> RECORDS SHOWN:
-*-*-

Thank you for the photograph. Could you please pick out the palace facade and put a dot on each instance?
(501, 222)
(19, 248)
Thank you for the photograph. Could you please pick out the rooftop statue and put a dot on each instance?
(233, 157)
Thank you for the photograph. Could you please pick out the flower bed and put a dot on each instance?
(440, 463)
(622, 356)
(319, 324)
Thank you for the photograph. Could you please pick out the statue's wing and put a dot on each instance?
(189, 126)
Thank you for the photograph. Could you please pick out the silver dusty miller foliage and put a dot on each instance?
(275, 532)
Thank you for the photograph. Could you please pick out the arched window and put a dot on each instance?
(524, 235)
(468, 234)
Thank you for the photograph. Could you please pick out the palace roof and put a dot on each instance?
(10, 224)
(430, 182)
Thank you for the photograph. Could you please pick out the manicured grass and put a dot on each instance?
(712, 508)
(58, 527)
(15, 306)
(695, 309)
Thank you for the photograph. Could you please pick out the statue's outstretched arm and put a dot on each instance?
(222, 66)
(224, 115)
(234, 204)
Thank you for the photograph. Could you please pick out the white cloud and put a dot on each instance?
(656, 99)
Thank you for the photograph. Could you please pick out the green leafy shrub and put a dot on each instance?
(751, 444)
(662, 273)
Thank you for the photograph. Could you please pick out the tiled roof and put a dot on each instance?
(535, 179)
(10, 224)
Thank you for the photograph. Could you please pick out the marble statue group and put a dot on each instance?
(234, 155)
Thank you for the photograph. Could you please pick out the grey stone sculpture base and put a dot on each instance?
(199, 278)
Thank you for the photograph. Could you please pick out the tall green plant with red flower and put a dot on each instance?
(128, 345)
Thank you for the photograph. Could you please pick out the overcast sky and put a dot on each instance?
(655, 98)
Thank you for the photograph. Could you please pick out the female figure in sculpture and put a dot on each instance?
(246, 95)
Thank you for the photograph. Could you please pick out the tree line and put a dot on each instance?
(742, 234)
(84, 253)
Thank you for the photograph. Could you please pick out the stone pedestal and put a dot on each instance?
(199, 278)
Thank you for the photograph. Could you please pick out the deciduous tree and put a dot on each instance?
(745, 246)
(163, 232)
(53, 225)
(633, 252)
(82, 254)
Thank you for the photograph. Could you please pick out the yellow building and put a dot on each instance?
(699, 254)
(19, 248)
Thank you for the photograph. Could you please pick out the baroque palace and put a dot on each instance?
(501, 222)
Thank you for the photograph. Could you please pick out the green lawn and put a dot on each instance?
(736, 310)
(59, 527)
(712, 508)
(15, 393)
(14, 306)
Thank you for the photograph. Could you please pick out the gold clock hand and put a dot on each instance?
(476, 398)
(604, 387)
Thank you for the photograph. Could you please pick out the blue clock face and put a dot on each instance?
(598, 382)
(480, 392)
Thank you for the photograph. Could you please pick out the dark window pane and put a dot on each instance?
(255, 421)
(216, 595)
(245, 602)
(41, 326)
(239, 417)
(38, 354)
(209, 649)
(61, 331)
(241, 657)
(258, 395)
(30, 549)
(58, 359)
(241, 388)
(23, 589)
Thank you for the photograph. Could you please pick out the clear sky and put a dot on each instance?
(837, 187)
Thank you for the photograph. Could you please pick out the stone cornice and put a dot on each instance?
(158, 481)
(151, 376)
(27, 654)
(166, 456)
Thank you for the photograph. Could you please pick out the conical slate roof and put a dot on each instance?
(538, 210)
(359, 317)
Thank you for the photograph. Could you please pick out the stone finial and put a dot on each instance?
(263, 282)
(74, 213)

-*-*-

> THE REQUEST:
Copy the items word for word, starting with the line that contains "palace and put a dot on each instance?" and continuing through the final line of the items.

> THE RESULT:
Thank you for the photograph. Could you please pick out the baroque palace and put a dot on each instance?
(501, 222)
Thank you for the photograph. Could you please pick out the green lawn and put a dot on each instance?
(736, 310)
(59, 527)
(712, 508)
(15, 393)
(14, 306)
Thank you for the photograph. Could you please pick out the gold clock hand and put a dot on each instance?
(476, 398)
(604, 387)
Thank you for the photograph. Could you please pick out the blue clock face and put a dot on each instance?
(598, 382)
(480, 392)
Thank you for the photograph. Could you please pick out the dark window pane and put a dot on each instance?
(255, 421)
(216, 595)
(245, 602)
(41, 326)
(239, 417)
(38, 354)
(209, 649)
(61, 331)
(241, 657)
(258, 395)
(30, 549)
(58, 359)
(241, 388)
(23, 589)
Thank you for the photograph. Could you please pick out the clear sky and put a dot on each instance?
(837, 187)
Thank you for the photograph. Could you please pick out the stone cornice and put a dot on each instance?
(158, 481)
(151, 376)
(27, 654)
(166, 456)
Thank you for the photograph. Could you please pick out the conical slate roof and put a dot on each instance?
(538, 210)
(359, 317)
Thank you for the photograph. Could you please pick out the stone finial and put a dot on each instance?
(263, 282)
(74, 213)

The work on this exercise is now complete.